=== EXTRACTED TEXT ===

Monday, June 29, 2015

Down With Conformity

I came of age in the Sixties when conformity was a bad word. Everyone wanted to be different, to act different, to rebel. I did my own share of rebelling to be sure, but I never did drugs.

When I got to college and went to a few parties and saw unpleasant results of alcohol, I stopped drinking and stopped going places where people would be drinking.

When I transferred to the University of Illinois my sophomore year, drugs were hitting campus big time and what I noticed was that the people who seemed most against conformity were all looking and acting and thinking exactly alike.

Rebellion had become the new conformity. It made me turn away from rebellion and become my own kind of non-conformist.

I see this happening everywhere in our world today. People are afraid to express an opinion that differs from what's socially and politically acceptable. If you do, things can get ugly. You get called names like racist, homophobic, religious nut case, far right Republican, a bigot, intolerant.

=== RECORDS PROVIDED ===

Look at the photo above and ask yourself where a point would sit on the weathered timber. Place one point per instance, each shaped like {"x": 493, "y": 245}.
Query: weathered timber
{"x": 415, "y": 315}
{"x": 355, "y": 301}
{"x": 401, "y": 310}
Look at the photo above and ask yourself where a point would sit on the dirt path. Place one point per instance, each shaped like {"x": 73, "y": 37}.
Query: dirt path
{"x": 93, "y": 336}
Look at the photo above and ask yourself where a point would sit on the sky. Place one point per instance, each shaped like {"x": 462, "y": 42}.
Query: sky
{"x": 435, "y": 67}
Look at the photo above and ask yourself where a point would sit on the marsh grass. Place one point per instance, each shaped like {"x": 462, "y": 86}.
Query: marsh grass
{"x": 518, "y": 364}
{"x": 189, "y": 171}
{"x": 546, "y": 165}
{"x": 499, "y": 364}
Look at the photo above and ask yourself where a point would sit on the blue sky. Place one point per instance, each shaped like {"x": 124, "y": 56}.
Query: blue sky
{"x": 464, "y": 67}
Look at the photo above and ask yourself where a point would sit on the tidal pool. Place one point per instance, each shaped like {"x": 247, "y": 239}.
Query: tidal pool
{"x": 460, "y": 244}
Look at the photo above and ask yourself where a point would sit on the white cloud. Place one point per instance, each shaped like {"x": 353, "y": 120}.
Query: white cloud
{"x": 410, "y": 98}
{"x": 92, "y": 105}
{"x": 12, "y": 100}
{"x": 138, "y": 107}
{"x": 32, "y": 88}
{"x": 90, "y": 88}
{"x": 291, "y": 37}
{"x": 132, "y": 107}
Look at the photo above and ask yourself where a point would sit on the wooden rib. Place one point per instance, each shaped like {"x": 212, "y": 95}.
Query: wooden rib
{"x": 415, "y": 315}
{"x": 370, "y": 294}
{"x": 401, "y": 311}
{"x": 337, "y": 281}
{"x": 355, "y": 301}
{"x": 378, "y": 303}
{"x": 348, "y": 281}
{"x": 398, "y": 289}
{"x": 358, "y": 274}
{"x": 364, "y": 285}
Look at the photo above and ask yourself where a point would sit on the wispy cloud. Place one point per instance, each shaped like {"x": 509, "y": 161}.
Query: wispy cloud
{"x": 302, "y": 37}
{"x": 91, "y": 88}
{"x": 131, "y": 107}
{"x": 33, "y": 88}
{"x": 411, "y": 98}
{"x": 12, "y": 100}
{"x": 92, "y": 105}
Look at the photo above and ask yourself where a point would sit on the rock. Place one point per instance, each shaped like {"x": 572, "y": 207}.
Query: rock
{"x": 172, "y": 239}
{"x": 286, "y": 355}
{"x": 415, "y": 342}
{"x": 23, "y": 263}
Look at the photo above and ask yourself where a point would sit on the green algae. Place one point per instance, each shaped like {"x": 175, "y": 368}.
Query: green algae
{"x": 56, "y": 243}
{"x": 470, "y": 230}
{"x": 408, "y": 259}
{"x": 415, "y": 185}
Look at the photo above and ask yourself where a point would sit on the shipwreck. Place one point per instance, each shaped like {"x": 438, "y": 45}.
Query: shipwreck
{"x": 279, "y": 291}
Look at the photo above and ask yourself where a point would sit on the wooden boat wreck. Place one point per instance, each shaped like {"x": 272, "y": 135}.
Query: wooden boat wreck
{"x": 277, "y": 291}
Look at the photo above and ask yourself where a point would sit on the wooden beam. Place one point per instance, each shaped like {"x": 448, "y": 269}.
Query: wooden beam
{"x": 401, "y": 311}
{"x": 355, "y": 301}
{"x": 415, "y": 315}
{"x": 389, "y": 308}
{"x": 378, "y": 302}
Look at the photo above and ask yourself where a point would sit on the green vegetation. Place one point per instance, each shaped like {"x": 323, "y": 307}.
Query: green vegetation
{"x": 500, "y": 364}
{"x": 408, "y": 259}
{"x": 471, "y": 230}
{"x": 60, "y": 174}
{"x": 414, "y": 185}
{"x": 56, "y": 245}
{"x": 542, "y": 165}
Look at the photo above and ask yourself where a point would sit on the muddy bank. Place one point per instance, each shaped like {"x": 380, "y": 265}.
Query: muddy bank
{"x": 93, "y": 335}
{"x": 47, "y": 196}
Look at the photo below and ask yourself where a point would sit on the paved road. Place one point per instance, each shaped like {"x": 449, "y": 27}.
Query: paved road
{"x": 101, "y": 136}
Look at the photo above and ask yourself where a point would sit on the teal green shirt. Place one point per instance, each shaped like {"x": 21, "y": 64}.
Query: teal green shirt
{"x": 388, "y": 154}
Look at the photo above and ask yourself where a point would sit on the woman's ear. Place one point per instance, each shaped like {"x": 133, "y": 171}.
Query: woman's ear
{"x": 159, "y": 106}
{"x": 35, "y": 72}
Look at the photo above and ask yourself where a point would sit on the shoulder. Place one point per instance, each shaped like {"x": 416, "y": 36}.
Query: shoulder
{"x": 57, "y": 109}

===
=== RECORDS PROVIDED ===

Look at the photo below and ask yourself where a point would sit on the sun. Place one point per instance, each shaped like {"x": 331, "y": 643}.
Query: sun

===

THE TASKS -
(1) According to the post on conformity, which university did the writer transfer to in sophomore year?
(2) List every name that the post on conformity says people get called for voicing an opinion outside what is socially and politically acceptable.
(3) Write out the passage of the post on conformity between "When I transferred" and "kind of non-conformist.", inclusive.
The items have no connection to the post on conformity.

OUTPUTS IN ORDER -
(1) The University of Illinois.

(2) racist; homophobic; religious nut case; far right Republican; a bigot; intolerant

(3)
When I transferred to the University of Illinois my sophomore year, drugs were hitting campus big time and what I noticed was that the people who seemed most against conformity were all looking and acting and thinking exactly alike.

Rebellion had become the new conformity. It made me turn away from rebellion and become my own kind of non-conformist.